| EXERCISE DIRECTIONS |
The records that follow must be reproduced in full, with every picture excluded.

| DATA SUPPLIED |
----
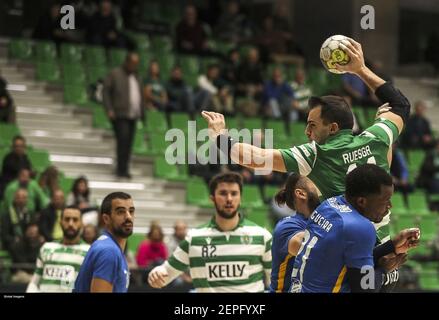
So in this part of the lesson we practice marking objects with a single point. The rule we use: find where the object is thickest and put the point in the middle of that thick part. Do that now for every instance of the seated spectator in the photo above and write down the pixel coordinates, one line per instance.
(153, 249)
(80, 197)
(7, 108)
(400, 173)
(50, 217)
(154, 90)
(302, 92)
(180, 95)
(102, 28)
(229, 71)
(90, 233)
(233, 25)
(26, 251)
(15, 218)
(278, 98)
(37, 200)
(429, 174)
(49, 26)
(48, 181)
(215, 94)
(250, 83)
(358, 91)
(13, 162)
(417, 132)
(190, 35)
----
| YOUR SOLUTION |
So in this part of the lesson we practice marking objects with a single point. The rule we use: find where the object is thickest and put the point in the middle of that thick part. Do that now for every instance of the seated spectator in the photo above and write down the pixel coordinates, one line per instance.
(153, 249)
(80, 197)
(7, 108)
(400, 173)
(50, 217)
(154, 90)
(302, 92)
(180, 95)
(102, 28)
(229, 71)
(90, 233)
(233, 25)
(26, 251)
(15, 218)
(278, 98)
(37, 200)
(429, 174)
(49, 26)
(48, 181)
(215, 94)
(250, 83)
(358, 91)
(13, 162)
(417, 132)
(190, 35)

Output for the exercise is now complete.